● Testo di partenza:
▶
Secondo la giurisprudenza, non tutte le sovvenzioni pubbliche a favore di un ente, vanno qualificate come “finanziamento pubblico”, negli stessi termini di cui alla direttiva 92/50 CEE.

In tal senso, occorre pertanto analizzare la reale natura di ciascuna delle forme di finanziamento, allo scopo di determinare l’importanza che le stesse rivestono per l’ente beneficiario e, di conseguenza, l’influenza che esse possono avere ai fini dell’eventuale attribuzione a tale organismo della qualifica di “organismo di diritto pubblico”.

Se da un lato la forma di finanziamento di un dato organismo può essere rivelatrice di una stretta dipendenza di quest’ultimo rispetto ad un’altra amministrazione aggiudicatrice, dall’altro bisogna però constatare come tale criterio non abbia valore assoluto. Non tutti i finanziamenti erogati da un’amministrazione aggiudicatrice hanno per effetto di creare o rafforzare uno specifico legame di subordinazione o dipendenza. Soltanto le prestazioni che, mediante un aiuto finanziario versato senza specifica controprestazione, finanzino o sostengano le attività dell’ente interessato possono essere qualificate come «finanziamento pubblico».

Ne consegue che prestazioni del tipo contemplato consistenti in sovvenzioni o finanziamenti concessi al fine di promuovere attività tipiche dell’oggetto sociale dell’ente, devono essere considerate come finanziamento erogato da un’amministrazione aggiudicatrice, vale a dire “finanziamento pubblico” .

Diversa è invece la situazione nel caso delle fonti di finanziamento versate dallo Stato o da un altro organismo di diritto pubblico a titolo di corrispettivo di prestazioni contrattuali fornite dall’ente beneficiario. In tal caso, l’amministrazione aggiudicatrice ha un interesse economico all’esecuzione della prestazione, e non può dunque parlarsi tecnicamente di “finanziamento pubblico”.

Il rapporto di dipendenza che può determinarsi nei confronti dell’amministrazione aggiudicatrice controparte è di natura diversa da quella risultante da una semplice prestazione di sostegno. Infatti, una tale dipendenza va piuttosto assimilata a quella esistente nelle normali relazioni commerciali, che si sviluppano nell’ambito di contratti a carattere sinallagmatico liberamente negoziati tra le parti contraenti.

Non costituiscono pertanto “finanziamento pubblico” ai sensi delle direttive sopra citate, le somme versate da una o più amministrazioni aggiudicatici a titolo di corrispettivo per l’esecuzione di una prestazione nell’ambito di un ordinario rapporto contrattuale (Cfr. Corte di Giustizia delle Comunità Europee V. sez, sent. 3 ottobre 2003 causa C-380/98).
◀
Righe del dataset per il puntamento di oggetti:
▶
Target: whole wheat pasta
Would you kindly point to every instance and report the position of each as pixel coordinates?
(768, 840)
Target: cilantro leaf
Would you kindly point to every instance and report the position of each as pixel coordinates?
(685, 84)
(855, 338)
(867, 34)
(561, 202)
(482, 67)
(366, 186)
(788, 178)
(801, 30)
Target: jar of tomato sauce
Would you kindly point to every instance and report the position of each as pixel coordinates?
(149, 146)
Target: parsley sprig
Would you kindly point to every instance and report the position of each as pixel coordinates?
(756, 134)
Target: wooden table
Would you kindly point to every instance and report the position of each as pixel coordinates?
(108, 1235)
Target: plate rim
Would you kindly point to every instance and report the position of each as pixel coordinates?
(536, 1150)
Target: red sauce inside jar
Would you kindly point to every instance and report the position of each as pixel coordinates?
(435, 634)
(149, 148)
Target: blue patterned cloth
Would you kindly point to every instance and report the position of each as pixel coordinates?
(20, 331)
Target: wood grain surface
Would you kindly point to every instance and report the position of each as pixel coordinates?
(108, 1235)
◀
● Consegna: Prosegui il testo sul finanziamento pubblico partendo dal punto in cui si interrompe. I record costituiscono materiale a sé stante.

● Risultato dell'esercizio:
Per quanto riguarda la composizione della base di calcolo del finanziamento «maggioritario», si tratta, in particolare, di sapere se tutte le fonti di finanziamento dell’organismo debbano essere prese in considerazione al fine di stabilire il carattere «maggioritario» di un finanziamento pubblico, ovvero se si debba tener conto soltanto delle fonti di finanziamento delle attività rientranti nell’oggetto sociali e delle attività connesse.

Secondo la giurisprudenza comunitaria, a questo proposito, è sufficiente constatare come il fatto che l’art. 1, lett. b), secondo comma, terzo trattino, delle direttive 92/50, 93/36 e 93/37 faccia riferimento ad un finanziamento «maggioritario» erogato con fondi pubblici implichi necessariamente che un organismo può essere finanziato in parte anche in altra maniera, senza per questo perdere la propria qualità di amministrazione aggiudicatrice.

Per giungere ad una corretta valutazione della percentuale di finanziamento pubblico di un dato organismo, occorre tener conto, a giudizio della Corte Comunitaria, dell’insieme delle entrate delle quali tale organismo si avvale, ivi comprese quelle derivanti da una attività commerciale. (Cfr. Corte di Giustizia delle Comunità Europee V. sez, sent. 3 ottobre 2003 causa C-380/98).

In tema di finanziamento pubblico, l’ultima questione da affrontare, concerne quale sia il periodo da prendere in considerazione ai fini del calcolo del modo di finanziamento dell’ organismo stesso.

Per stabilire se un ente possa essere qualificato “organismo di diritto pubblico” e conseguentemente, amministrazione aggiudicatrice, rispetto ad una determinata procedura di gara da aggiudicare, è importante tener conto dell’esatta situazione finanziaria di tale ente, nondimeno occorre anche assicurare un certo grado di prevedibilità alla procedura in questione, potendo il finanziamento di ogni ente variare da un anno all’altro.

Le direttive 92/50, 93/36 e 93/37, nulla dicono in merito al periodo da prendere in considerazione al fine di qualificare un organismo come «amministrazione aggiudicatrice». Esse tuttavia contengono talune norme riguardanti la pubblicazione di avvisi indicativi periodici, le quali possono offrire indicazioni utili per risolvere tale questione.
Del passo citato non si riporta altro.